-- start SUPPLIED RECORDS --

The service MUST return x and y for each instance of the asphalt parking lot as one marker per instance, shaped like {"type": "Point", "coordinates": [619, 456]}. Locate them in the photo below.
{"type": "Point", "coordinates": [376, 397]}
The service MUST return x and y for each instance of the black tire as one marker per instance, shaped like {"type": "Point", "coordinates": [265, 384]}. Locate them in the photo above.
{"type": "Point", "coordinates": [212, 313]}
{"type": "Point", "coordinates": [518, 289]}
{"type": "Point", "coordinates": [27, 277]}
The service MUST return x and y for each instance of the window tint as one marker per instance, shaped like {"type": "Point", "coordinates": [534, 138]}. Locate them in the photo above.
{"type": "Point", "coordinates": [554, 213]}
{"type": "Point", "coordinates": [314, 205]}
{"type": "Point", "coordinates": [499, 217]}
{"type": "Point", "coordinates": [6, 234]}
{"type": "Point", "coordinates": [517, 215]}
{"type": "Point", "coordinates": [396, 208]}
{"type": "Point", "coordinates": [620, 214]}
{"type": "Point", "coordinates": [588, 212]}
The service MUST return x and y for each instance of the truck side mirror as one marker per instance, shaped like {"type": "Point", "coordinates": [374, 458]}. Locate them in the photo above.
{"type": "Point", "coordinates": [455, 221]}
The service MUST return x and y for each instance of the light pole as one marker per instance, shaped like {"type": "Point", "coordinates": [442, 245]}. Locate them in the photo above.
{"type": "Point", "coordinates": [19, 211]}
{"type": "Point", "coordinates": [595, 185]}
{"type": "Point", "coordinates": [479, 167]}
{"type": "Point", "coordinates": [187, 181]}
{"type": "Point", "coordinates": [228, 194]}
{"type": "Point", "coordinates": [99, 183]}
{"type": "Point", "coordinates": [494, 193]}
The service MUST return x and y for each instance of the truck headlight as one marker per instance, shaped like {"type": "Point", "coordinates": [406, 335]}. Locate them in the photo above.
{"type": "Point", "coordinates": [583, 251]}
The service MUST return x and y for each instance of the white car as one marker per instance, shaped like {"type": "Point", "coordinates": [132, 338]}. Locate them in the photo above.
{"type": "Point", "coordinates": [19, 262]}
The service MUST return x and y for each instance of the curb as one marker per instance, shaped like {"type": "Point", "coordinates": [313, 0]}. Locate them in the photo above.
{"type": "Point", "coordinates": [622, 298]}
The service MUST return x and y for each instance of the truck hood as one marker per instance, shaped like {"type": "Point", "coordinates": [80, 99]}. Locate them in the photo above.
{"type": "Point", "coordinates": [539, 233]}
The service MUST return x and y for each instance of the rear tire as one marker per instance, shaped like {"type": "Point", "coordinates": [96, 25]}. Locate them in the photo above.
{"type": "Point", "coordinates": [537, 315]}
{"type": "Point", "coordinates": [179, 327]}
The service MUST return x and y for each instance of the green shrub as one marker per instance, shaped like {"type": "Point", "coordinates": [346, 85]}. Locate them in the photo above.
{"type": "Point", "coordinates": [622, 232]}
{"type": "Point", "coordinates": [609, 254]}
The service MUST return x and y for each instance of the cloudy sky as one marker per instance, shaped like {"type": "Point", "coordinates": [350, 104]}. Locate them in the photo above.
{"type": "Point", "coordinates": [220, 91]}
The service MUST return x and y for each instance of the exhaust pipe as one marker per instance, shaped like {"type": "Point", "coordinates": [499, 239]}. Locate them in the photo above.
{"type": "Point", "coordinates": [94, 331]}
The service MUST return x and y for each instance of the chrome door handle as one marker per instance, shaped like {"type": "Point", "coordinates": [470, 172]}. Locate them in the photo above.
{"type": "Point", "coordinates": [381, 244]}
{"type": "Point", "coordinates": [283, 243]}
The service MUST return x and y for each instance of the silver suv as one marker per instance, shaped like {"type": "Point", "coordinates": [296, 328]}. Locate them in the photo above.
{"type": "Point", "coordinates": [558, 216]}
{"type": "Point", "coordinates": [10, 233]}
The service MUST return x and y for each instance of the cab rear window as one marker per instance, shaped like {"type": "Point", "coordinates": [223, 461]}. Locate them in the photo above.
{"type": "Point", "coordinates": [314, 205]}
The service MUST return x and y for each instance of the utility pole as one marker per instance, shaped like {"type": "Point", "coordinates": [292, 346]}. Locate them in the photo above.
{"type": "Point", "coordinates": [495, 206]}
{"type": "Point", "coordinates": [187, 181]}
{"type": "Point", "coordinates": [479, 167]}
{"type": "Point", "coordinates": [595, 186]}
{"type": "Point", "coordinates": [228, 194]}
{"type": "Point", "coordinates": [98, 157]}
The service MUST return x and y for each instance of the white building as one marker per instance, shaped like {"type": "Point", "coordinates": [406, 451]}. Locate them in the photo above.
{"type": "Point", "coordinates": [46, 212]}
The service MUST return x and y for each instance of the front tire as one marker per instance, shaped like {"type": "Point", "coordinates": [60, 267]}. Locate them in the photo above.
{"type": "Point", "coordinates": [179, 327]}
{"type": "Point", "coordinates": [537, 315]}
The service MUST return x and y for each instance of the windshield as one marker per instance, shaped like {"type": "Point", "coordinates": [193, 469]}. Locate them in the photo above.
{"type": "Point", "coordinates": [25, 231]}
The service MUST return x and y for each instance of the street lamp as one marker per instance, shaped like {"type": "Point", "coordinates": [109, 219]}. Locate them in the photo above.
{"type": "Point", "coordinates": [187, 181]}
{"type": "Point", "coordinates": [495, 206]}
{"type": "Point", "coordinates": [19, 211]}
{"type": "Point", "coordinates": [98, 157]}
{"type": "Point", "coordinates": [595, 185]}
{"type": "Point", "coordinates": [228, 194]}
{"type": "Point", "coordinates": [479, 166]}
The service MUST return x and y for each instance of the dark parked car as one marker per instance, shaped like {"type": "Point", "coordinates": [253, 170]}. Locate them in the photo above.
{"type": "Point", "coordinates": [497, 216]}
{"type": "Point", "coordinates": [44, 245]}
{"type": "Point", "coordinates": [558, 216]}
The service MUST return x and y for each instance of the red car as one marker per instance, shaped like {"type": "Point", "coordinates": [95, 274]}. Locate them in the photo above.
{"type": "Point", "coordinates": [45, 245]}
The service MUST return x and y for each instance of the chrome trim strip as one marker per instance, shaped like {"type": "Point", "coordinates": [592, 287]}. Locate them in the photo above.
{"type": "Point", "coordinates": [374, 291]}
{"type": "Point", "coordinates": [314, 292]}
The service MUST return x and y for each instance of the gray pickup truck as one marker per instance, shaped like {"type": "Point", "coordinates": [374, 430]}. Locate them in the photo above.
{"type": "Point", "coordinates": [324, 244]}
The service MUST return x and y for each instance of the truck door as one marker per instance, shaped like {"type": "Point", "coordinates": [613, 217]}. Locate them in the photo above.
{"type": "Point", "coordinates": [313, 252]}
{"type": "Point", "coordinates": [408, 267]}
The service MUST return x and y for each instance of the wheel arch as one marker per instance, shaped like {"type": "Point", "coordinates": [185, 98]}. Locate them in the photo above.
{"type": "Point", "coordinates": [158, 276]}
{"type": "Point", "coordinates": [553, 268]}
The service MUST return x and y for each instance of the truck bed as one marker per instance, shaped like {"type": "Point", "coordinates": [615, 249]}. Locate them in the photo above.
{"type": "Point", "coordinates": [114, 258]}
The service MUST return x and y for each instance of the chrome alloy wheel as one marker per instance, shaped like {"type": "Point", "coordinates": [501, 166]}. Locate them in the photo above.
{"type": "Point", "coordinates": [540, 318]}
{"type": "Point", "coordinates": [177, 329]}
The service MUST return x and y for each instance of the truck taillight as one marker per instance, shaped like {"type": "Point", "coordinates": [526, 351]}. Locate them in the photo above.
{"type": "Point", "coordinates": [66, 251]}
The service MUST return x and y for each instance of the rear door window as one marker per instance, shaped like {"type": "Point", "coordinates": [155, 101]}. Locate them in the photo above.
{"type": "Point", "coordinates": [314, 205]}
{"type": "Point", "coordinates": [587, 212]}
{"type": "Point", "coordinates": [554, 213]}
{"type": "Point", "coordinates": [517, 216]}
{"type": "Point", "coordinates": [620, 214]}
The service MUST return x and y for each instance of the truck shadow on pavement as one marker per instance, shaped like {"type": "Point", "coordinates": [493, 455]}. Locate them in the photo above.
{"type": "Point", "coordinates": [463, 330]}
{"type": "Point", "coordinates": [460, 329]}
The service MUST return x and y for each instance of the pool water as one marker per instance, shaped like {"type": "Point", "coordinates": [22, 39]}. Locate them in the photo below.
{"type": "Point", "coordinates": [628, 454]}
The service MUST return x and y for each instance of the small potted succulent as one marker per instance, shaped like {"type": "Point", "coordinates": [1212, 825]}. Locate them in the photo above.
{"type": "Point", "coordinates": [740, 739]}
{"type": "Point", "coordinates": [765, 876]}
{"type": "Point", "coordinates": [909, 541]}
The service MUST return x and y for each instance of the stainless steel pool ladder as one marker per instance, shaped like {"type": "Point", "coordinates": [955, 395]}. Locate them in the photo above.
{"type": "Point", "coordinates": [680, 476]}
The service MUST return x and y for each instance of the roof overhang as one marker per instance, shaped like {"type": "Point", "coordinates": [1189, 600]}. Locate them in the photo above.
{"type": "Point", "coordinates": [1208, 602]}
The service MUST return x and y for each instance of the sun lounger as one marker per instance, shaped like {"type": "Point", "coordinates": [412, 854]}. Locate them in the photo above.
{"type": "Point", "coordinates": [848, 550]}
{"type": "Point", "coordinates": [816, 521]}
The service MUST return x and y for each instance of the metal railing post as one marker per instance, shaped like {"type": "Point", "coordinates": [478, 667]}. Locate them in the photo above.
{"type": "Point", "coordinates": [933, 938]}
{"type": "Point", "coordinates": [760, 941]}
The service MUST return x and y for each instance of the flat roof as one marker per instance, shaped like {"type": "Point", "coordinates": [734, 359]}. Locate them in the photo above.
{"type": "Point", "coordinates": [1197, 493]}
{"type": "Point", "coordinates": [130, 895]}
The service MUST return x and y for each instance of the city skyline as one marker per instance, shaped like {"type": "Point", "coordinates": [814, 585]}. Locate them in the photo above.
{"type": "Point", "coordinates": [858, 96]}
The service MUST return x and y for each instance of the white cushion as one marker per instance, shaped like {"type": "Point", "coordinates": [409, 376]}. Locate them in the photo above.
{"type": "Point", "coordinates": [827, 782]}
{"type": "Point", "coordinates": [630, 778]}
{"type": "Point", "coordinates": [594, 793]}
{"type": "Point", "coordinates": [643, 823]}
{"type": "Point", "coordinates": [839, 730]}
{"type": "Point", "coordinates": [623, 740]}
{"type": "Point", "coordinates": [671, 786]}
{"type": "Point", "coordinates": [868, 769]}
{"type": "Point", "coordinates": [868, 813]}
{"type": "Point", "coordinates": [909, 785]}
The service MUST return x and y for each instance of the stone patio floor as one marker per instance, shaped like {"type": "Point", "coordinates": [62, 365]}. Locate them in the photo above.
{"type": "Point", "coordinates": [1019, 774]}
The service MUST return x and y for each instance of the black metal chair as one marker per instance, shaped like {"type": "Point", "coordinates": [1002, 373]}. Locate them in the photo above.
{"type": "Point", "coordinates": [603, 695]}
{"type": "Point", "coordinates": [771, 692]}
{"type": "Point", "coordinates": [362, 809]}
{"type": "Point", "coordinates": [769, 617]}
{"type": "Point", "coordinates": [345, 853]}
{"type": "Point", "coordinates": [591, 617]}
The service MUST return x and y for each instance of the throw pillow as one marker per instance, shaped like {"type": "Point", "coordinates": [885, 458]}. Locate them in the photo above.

-- end SUPPLIED RECORDS --

- [SET PROBLEM]:
Please rewrite the items from the line containing "the black metal" through the end of the items, changing "throw pillow" to "cushion" and keeping everything else the same.

- [SOLUTION FOR THIS EXERCISE]:
The service MUST return x and y for each instance of the black metal chair as one marker per instance, shaped like {"type": "Point", "coordinates": [1002, 373]}. Locate them in the photo above.
{"type": "Point", "coordinates": [603, 695]}
{"type": "Point", "coordinates": [771, 692]}
{"type": "Point", "coordinates": [362, 809]}
{"type": "Point", "coordinates": [769, 617]}
{"type": "Point", "coordinates": [345, 853]}
{"type": "Point", "coordinates": [591, 617]}
The service MUST return x and y for each instance of the cushion as one marker per instance, shaped like {"type": "Point", "coordinates": [885, 458]}. Locate them in the photo above.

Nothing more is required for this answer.